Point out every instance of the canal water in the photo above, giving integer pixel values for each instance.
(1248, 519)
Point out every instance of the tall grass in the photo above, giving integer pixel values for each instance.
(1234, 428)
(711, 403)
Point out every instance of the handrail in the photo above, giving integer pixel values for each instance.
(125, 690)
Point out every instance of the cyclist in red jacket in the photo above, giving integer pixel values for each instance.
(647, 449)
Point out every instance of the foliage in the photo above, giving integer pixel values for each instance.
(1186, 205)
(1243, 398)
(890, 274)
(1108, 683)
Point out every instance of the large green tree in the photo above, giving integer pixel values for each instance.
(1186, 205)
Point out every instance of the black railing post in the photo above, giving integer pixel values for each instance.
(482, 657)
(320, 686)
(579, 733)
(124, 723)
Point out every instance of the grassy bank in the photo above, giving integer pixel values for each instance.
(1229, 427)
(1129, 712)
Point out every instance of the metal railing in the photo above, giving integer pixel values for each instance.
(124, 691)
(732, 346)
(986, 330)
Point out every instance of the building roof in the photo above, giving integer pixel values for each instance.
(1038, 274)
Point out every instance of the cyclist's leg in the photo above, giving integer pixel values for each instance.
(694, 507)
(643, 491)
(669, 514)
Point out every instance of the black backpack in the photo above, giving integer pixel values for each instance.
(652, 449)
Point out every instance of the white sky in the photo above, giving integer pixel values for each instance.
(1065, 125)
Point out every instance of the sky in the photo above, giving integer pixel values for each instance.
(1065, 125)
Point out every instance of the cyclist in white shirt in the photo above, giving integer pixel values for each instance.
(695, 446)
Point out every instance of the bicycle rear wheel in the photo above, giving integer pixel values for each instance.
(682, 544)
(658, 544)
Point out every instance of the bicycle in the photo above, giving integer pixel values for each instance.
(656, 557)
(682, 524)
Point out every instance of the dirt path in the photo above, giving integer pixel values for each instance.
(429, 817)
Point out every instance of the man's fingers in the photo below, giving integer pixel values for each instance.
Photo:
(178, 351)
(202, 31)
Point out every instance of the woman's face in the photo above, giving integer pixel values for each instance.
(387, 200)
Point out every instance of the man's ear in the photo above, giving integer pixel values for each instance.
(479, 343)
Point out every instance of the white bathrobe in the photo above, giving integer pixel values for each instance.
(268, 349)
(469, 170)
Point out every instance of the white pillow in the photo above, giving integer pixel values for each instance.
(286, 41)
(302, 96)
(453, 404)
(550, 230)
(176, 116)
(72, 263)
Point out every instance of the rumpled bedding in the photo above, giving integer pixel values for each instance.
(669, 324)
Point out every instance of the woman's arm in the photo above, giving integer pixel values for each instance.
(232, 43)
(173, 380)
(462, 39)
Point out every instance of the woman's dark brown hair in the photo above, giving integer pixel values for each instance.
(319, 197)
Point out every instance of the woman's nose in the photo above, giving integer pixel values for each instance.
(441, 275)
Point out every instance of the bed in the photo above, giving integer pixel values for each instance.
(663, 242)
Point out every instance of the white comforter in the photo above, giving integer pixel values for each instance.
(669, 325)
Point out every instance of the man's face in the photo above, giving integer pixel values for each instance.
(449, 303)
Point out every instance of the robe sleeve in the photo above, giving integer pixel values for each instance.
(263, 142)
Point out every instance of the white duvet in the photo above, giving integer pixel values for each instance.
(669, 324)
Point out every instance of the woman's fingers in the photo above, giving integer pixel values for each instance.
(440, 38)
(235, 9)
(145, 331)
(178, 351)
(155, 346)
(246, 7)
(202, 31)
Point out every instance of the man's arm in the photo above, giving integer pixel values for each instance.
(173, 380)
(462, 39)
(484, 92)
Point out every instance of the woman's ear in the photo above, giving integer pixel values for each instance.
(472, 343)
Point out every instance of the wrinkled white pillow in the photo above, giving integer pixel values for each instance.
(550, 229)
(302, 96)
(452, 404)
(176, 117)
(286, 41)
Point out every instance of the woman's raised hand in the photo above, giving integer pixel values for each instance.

**********

WORK REQUIRED – Starting at the top of the records, copy every line exactly.

EXERCISE SOLUTION –
Point out every instance of the canal water in the photo above, giving integer pixel values for each instance.
(1248, 519)
Point out every instance of the tall grass in the photo above, giving integer pixel values for each instance.
(1234, 428)
(711, 403)
Point out every instance of the handrail in the photo above, giving integer pixel values for each instance.
(125, 690)
Point out every instance of the cyclist in red jacket in the photo above, giving integer pixel values for each instance.
(647, 449)
Point out every instance of the foliage in the photo above, giving integer pixel values for each instance.
(1186, 205)
(1243, 398)
(890, 274)
(1108, 683)
Point out every instance of the large green tree in the photo above, giving integer pixel values for each instance.
(1186, 205)
Point out every instance of the black railing post in the photo above, giving integer pixel values for each instance.
(482, 657)
(320, 686)
(579, 733)
(124, 723)
Point out every instance of the grassy bank in the photo above, giving integer pixel values for each instance.
(1229, 427)
(1129, 712)
Point out every instance of the metal railing in the photo above, giving integer pixel values for each instance.
(124, 691)
(732, 346)
(986, 330)
Point out every instance of the building roof in the photo above, giving integer pixel values for each instance.
(1038, 274)
Point out every instance of the cyclist's leg in the photo above, giving integer pixel values for each instance.
(694, 507)
(643, 491)
(669, 514)
Point out every instance of the black backpack in the photo above, giving integer pixel values for each instance.
(652, 449)
Point out every instance of the white sky in the photo above, giving integer pixel values for each instance.
(1065, 125)
Point out every instance of the sky in the photo above, giving integer pixel values for each instance.
(1065, 125)
Point out every instance of the cyclist in white shirt in the photo above, giving integer pixel values for each instance.
(695, 446)
Point out every instance of the bicycle rear wheel in the photo above, giving integer pixel values for each instance.
(682, 544)
(658, 544)
Point out every instance of the bicycle in the photo above, giving integer pixel values for each instance.
(656, 557)
(682, 524)
Point out every instance of the dirt path in the photo above, giving integer pixel values for each instance.
(429, 817)
Point out every instance of the man's fingers in the photo below, giving integer pixel values for each instance.
Photo:
(178, 351)
(202, 31)
Point out every instance of the woman's face in the photo above, giving integer pixel values for each instance.
(387, 200)
Point out every instance of the man's ear in the photo above, giving integer pixel values for each instance.
(479, 343)
Point out every instance of the white bathrobe in the photo above, giving integer pixel values for each instance.
(268, 349)
(469, 170)
Point out every instance of the white pillow in the photo above, giving integer pixel values for each instance.
(286, 41)
(302, 96)
(453, 404)
(550, 230)
(176, 116)
(72, 263)
Point out every instance of the rumpled bedding in the photo above, giving integer pixel values for each instance.
(669, 324)
Point out every instance of the woman's arm in the photo above, giving integer pixel values for each instance.
(232, 43)
(173, 380)
(462, 39)
Point out every instance of the woman's dark brown hair in the photo above, giving integer pixel values for each instance.
(319, 197)
Point out every instance of the woman's nose in the photo above, giving integer pixel values for each instance.
(441, 275)
Point out every instance of the bed in the photo above, giving integer pixel values for each instance.
(663, 242)
Point out every instance of the white comforter in the photo above, giving integer pixel values for each instance.
(669, 325)
Point out every instance of the man's face in the photo above, giving integer pixel values for each instance.
(449, 303)
Point out every instance of the robe sleeve in the photo above, giving integer pixel values for each instance.
(263, 142)
Point out every instance of the white duvet in the photo above, giving integer pixel values for each instance.
(669, 324)
Point out every instance of the woman's fingers in the photo above, giving integer pixel values for each instance.
(440, 38)
(235, 9)
(145, 331)
(178, 351)
(155, 346)
(246, 7)
(202, 31)
Point out every instance of the man's arm in the photo above, giving integer pixel values for each instance.
(173, 380)
(462, 39)
(484, 92)
Point out every instance of the woman's ear in the photo above, giving integer pixel values for each instance.
(472, 343)
Point out every instance of the wrinkled white pillow in the photo above, giving integer pixel values for each instance.
(550, 229)
(302, 96)
(452, 404)
(176, 117)
(286, 41)
Point out every instance of the woman's raised hand in the photo above, giving integer pixel values for each instance.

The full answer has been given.